If a line in the data has the string "metal", please show it.

_TASK MATERIAL:_
BEGIN
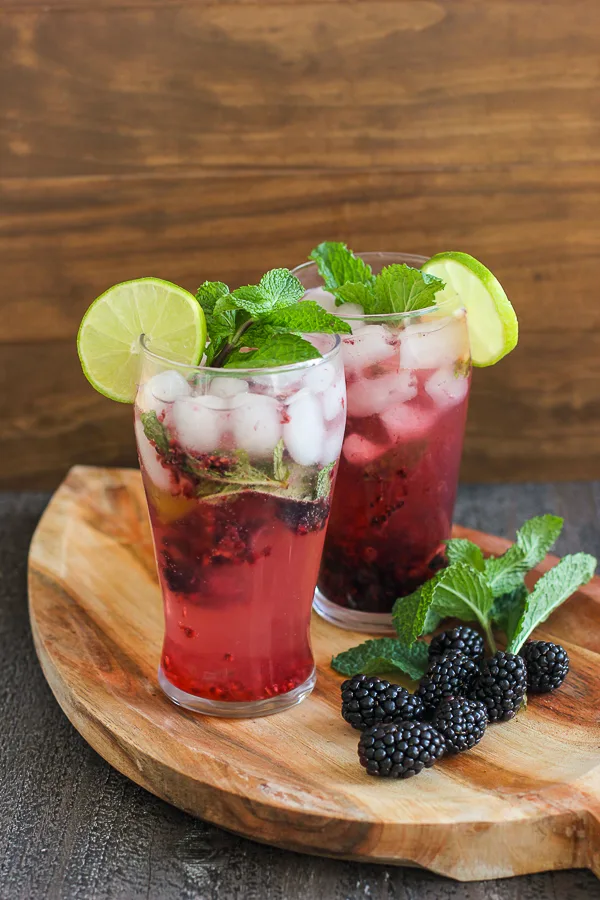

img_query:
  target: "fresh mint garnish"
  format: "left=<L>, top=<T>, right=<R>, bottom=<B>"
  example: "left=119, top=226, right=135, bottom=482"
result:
left=445, top=537, right=485, bottom=571
left=315, top=461, right=335, bottom=500
left=392, top=571, right=443, bottom=646
left=197, top=268, right=350, bottom=368
left=507, top=553, right=596, bottom=653
left=309, top=243, right=446, bottom=315
left=331, top=514, right=596, bottom=676
left=140, top=411, right=170, bottom=456
left=309, top=242, right=374, bottom=293
left=331, top=638, right=429, bottom=680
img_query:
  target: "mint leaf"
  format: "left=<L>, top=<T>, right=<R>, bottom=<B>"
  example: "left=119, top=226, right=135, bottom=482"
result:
left=516, top=515, right=563, bottom=568
left=445, top=538, right=485, bottom=571
left=140, top=411, right=170, bottom=456
left=315, top=461, right=335, bottom=499
left=491, top=584, right=529, bottom=642
left=392, top=572, right=444, bottom=646
left=333, top=282, right=376, bottom=309
left=422, top=607, right=442, bottom=636
left=224, top=333, right=321, bottom=369
left=331, top=638, right=428, bottom=680
left=507, top=553, right=597, bottom=653
left=309, top=242, right=374, bottom=291
left=265, top=301, right=352, bottom=335
left=273, top=438, right=289, bottom=483
left=259, top=268, right=305, bottom=309
left=204, top=309, right=240, bottom=365
left=231, top=269, right=305, bottom=316
left=196, top=281, right=229, bottom=315
left=485, top=545, right=529, bottom=596
left=431, top=563, right=494, bottom=634
left=367, top=264, right=445, bottom=314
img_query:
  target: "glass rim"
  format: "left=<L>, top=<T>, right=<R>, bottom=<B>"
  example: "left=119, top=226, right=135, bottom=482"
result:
left=139, top=332, right=342, bottom=376
left=291, top=251, right=463, bottom=321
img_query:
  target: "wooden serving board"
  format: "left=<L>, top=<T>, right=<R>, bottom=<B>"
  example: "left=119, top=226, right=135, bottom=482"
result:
left=28, top=467, right=600, bottom=882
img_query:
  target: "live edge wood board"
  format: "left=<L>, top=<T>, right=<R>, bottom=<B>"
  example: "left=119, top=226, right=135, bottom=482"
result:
left=28, top=467, right=600, bottom=882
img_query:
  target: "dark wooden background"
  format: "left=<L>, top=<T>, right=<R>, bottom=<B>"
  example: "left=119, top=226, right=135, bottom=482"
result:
left=2, top=0, right=600, bottom=489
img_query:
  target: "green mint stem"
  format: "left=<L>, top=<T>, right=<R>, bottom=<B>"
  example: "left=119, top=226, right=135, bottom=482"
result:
left=483, top=620, right=497, bottom=655
left=211, top=319, right=254, bottom=368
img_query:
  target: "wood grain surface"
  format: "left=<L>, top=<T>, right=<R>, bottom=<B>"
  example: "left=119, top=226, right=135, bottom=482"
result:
left=2, top=0, right=600, bottom=487
left=27, top=466, right=600, bottom=882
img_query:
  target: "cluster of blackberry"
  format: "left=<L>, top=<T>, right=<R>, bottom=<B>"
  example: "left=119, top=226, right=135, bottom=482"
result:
left=341, top=626, right=570, bottom=778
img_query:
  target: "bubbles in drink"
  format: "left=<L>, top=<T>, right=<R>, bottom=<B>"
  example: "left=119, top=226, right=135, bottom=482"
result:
left=400, top=316, right=469, bottom=370
left=283, top=391, right=325, bottom=466
left=425, top=366, right=470, bottom=408
left=172, top=395, right=227, bottom=454
left=342, top=325, right=397, bottom=372
left=346, top=370, right=417, bottom=417
left=231, top=393, right=282, bottom=457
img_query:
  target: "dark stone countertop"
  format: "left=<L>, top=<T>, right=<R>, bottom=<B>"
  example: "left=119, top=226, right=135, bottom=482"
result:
left=2, top=483, right=600, bottom=900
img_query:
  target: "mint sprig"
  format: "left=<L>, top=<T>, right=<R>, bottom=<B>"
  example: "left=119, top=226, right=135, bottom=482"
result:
left=332, top=514, right=597, bottom=676
left=309, top=242, right=446, bottom=315
left=331, top=638, right=429, bottom=681
left=197, top=268, right=351, bottom=368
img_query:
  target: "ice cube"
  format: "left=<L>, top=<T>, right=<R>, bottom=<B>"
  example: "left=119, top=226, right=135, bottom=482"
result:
left=400, top=317, right=469, bottom=370
left=380, top=402, right=435, bottom=443
left=320, top=376, right=346, bottom=421
left=342, top=325, right=397, bottom=373
left=231, top=393, right=282, bottom=457
left=346, top=371, right=417, bottom=417
left=425, top=367, right=470, bottom=408
left=283, top=391, right=325, bottom=466
left=342, top=433, right=388, bottom=466
left=172, top=396, right=226, bottom=454
left=302, top=362, right=336, bottom=394
left=303, top=286, right=338, bottom=315
left=320, top=416, right=346, bottom=465
left=138, top=370, right=191, bottom=416
left=134, top=418, right=172, bottom=491
left=209, top=377, right=249, bottom=400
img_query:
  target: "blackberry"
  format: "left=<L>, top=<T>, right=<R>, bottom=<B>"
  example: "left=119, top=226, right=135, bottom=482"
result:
left=428, top=626, right=485, bottom=663
left=432, top=697, right=487, bottom=753
left=276, top=498, right=330, bottom=535
left=416, top=651, right=479, bottom=717
left=469, top=651, right=527, bottom=722
left=520, top=641, right=569, bottom=693
left=340, top=675, right=424, bottom=731
left=358, top=721, right=446, bottom=778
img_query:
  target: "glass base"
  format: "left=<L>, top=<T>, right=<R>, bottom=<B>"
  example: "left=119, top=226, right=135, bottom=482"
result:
left=158, top=665, right=317, bottom=718
left=313, top=587, right=396, bottom=634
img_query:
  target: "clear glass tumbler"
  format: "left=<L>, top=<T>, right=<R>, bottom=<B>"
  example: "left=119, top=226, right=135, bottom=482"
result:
left=292, top=253, right=471, bottom=633
left=134, top=334, right=346, bottom=716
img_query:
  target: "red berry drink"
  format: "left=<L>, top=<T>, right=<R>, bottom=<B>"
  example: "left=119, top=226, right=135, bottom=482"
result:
left=135, top=336, right=345, bottom=716
left=293, top=254, right=471, bottom=632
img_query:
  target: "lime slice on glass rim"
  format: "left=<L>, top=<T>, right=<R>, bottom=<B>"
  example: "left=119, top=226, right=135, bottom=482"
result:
left=422, top=251, right=518, bottom=367
left=77, top=278, right=205, bottom=402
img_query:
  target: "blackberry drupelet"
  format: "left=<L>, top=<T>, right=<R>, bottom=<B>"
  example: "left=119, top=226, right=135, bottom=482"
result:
left=276, top=498, right=330, bottom=535
left=428, top=626, right=485, bottom=663
left=469, top=651, right=527, bottom=722
left=432, top=697, right=488, bottom=753
left=358, top=721, right=446, bottom=778
left=341, top=675, right=424, bottom=731
left=520, top=641, right=569, bottom=693
left=416, top=651, right=479, bottom=717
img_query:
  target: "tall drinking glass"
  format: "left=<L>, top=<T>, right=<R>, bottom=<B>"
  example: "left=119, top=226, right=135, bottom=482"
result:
left=134, top=334, right=346, bottom=716
left=292, top=253, right=471, bottom=633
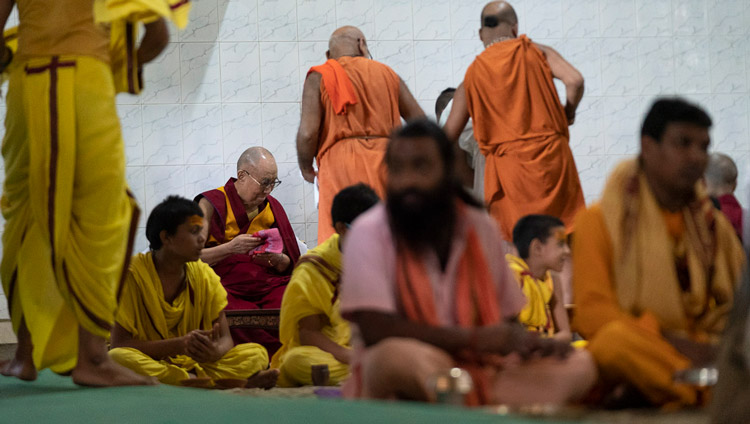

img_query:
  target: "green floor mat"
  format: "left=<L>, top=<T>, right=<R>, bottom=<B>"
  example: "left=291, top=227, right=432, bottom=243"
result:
left=0, top=371, right=568, bottom=424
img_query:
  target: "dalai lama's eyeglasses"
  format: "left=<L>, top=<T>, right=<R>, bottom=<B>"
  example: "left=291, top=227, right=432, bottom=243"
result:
left=240, top=169, right=282, bottom=192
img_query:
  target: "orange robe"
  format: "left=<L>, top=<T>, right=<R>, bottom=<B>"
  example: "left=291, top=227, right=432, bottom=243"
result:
left=310, top=56, right=400, bottom=241
left=463, top=35, right=584, bottom=240
left=572, top=159, right=745, bottom=407
left=395, top=202, right=503, bottom=406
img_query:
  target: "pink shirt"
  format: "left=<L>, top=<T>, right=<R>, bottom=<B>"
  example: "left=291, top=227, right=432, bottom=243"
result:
left=340, top=204, right=525, bottom=326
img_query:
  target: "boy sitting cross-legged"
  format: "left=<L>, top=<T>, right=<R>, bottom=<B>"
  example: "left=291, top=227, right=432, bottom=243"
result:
left=109, top=196, right=278, bottom=388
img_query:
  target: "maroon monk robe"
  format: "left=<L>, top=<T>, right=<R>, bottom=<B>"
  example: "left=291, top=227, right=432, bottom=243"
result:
left=718, top=193, right=743, bottom=241
left=196, top=178, right=301, bottom=357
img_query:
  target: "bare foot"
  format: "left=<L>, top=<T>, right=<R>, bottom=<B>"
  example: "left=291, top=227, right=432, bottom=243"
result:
left=73, top=325, right=157, bottom=387
left=1, top=356, right=37, bottom=381
left=1, top=319, right=38, bottom=381
left=246, top=369, right=279, bottom=390
left=72, top=357, right=158, bottom=387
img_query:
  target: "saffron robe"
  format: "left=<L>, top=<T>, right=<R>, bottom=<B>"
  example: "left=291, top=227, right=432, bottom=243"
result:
left=94, top=0, right=192, bottom=94
left=271, top=234, right=350, bottom=386
left=110, top=252, right=268, bottom=385
left=463, top=35, right=584, bottom=240
left=572, top=159, right=745, bottom=406
left=310, top=56, right=400, bottom=241
left=195, top=178, right=300, bottom=356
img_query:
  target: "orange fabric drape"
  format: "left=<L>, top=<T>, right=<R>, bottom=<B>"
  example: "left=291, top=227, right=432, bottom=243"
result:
left=463, top=35, right=584, bottom=240
left=307, top=59, right=358, bottom=115
left=572, top=159, right=745, bottom=406
left=395, top=204, right=501, bottom=405
left=310, top=56, right=400, bottom=242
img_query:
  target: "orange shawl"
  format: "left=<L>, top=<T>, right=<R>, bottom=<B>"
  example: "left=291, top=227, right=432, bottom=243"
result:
left=396, top=203, right=500, bottom=405
left=307, top=59, right=358, bottom=115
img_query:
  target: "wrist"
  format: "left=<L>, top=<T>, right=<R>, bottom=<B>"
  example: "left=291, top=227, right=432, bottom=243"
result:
left=467, top=327, right=481, bottom=353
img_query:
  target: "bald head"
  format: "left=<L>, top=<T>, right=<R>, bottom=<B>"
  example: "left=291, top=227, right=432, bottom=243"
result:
left=328, top=26, right=369, bottom=60
left=705, top=152, right=738, bottom=196
left=479, top=1, right=518, bottom=46
left=237, top=146, right=276, bottom=171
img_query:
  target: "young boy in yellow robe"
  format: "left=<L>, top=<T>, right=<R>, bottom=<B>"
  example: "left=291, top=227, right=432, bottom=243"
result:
left=272, top=184, right=379, bottom=386
left=506, top=214, right=572, bottom=343
left=110, top=196, right=278, bottom=388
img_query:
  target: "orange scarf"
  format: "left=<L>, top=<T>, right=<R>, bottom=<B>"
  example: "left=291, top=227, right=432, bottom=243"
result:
left=308, top=59, right=358, bottom=115
left=396, top=203, right=500, bottom=405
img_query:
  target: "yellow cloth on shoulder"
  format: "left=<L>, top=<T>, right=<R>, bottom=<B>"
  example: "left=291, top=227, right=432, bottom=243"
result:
left=271, top=234, right=351, bottom=386
left=116, top=252, right=227, bottom=341
left=94, top=0, right=192, bottom=29
left=94, top=0, right=192, bottom=94
left=573, top=158, right=745, bottom=406
left=112, top=252, right=269, bottom=385
left=600, top=159, right=744, bottom=339
left=505, top=254, right=555, bottom=336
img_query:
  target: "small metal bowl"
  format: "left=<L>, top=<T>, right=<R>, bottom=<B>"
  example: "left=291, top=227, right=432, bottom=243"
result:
left=673, top=367, right=719, bottom=387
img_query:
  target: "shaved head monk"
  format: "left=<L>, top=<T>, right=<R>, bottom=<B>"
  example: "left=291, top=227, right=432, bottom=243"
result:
left=443, top=1, right=586, bottom=241
left=340, top=120, right=596, bottom=406
left=195, top=147, right=301, bottom=356
left=296, top=25, right=425, bottom=242
left=573, top=98, right=745, bottom=408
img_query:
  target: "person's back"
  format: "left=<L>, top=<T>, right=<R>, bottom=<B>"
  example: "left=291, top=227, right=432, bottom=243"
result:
left=273, top=183, right=379, bottom=387
left=16, top=0, right=109, bottom=63
left=464, top=36, right=567, bottom=146
left=296, top=25, right=424, bottom=243
left=444, top=2, right=585, bottom=241
left=315, top=56, right=400, bottom=159
left=272, top=234, right=349, bottom=386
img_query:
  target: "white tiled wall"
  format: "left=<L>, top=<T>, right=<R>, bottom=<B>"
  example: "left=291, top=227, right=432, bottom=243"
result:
left=1, top=0, right=749, bottom=319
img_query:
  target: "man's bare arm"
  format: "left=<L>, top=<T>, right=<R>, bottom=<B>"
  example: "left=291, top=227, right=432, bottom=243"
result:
left=442, top=84, right=471, bottom=142
left=0, top=0, right=14, bottom=67
left=298, top=314, right=352, bottom=364
left=536, top=44, right=584, bottom=125
left=137, top=18, right=169, bottom=64
left=296, top=72, right=323, bottom=183
left=397, top=78, right=425, bottom=121
left=550, top=274, right=572, bottom=343
left=111, top=322, right=193, bottom=360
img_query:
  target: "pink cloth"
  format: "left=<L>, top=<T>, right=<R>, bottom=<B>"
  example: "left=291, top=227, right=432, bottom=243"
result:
left=340, top=204, right=525, bottom=326
left=250, top=228, right=284, bottom=255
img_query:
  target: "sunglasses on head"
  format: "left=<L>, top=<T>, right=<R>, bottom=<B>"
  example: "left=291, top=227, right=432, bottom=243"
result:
left=483, top=15, right=501, bottom=28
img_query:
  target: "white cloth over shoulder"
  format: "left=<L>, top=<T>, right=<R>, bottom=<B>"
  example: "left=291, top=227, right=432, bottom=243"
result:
left=440, top=99, right=485, bottom=202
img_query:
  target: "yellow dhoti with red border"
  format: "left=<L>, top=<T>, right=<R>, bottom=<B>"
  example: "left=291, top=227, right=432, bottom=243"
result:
left=1, top=55, right=138, bottom=373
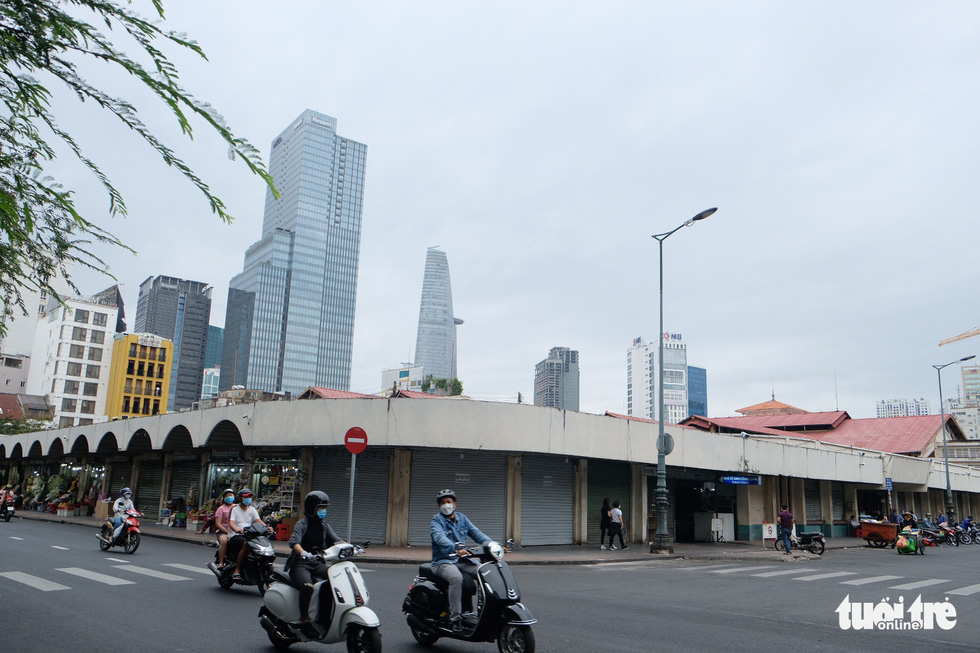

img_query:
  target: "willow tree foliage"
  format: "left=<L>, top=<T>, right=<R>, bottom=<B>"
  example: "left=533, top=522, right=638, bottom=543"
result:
left=0, top=0, right=276, bottom=333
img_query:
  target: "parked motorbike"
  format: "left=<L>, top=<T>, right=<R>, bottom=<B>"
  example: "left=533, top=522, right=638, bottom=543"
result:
left=956, top=524, right=973, bottom=545
left=1, top=498, right=14, bottom=522
left=97, top=508, right=142, bottom=554
left=403, top=539, right=537, bottom=653
left=208, top=523, right=276, bottom=594
left=775, top=531, right=825, bottom=555
left=258, top=541, right=381, bottom=651
left=920, top=524, right=959, bottom=547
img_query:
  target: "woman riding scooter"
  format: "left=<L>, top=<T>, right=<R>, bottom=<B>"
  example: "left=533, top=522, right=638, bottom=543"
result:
left=286, top=491, right=345, bottom=640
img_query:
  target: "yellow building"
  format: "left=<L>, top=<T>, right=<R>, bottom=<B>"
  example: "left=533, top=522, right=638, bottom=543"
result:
left=105, top=333, right=174, bottom=420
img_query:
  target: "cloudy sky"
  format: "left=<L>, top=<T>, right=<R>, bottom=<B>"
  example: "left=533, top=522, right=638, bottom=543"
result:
left=52, top=1, right=980, bottom=418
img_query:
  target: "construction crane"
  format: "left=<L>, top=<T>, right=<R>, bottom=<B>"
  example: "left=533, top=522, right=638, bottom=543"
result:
left=940, top=326, right=980, bottom=346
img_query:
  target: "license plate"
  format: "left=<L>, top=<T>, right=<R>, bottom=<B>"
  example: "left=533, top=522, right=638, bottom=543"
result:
left=6, top=507, right=13, bottom=512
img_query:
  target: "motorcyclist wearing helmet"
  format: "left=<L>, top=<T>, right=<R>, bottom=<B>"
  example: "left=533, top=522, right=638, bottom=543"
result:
left=227, top=488, right=268, bottom=579
left=112, top=488, right=135, bottom=538
left=430, top=489, right=491, bottom=633
left=287, top=491, right=344, bottom=639
left=207, top=489, right=237, bottom=570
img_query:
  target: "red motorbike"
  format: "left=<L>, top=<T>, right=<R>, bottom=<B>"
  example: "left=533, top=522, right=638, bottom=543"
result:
left=97, top=508, right=143, bottom=554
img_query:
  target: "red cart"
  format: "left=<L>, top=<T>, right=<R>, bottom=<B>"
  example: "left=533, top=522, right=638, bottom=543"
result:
left=856, top=520, right=898, bottom=549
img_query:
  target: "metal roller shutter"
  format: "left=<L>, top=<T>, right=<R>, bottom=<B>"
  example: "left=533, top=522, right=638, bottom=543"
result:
left=588, top=459, right=631, bottom=545
left=109, top=462, right=130, bottom=497
left=136, top=461, right=164, bottom=520
left=311, top=447, right=389, bottom=544
left=409, top=450, right=507, bottom=546
left=171, top=460, right=201, bottom=501
left=520, top=455, right=574, bottom=545
left=805, top=479, right=821, bottom=522
left=831, top=482, right=844, bottom=521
END
_SOLUTION TO THE PROBLEM:_
  target: "small metal bowl"
  target: "metal roller shutter"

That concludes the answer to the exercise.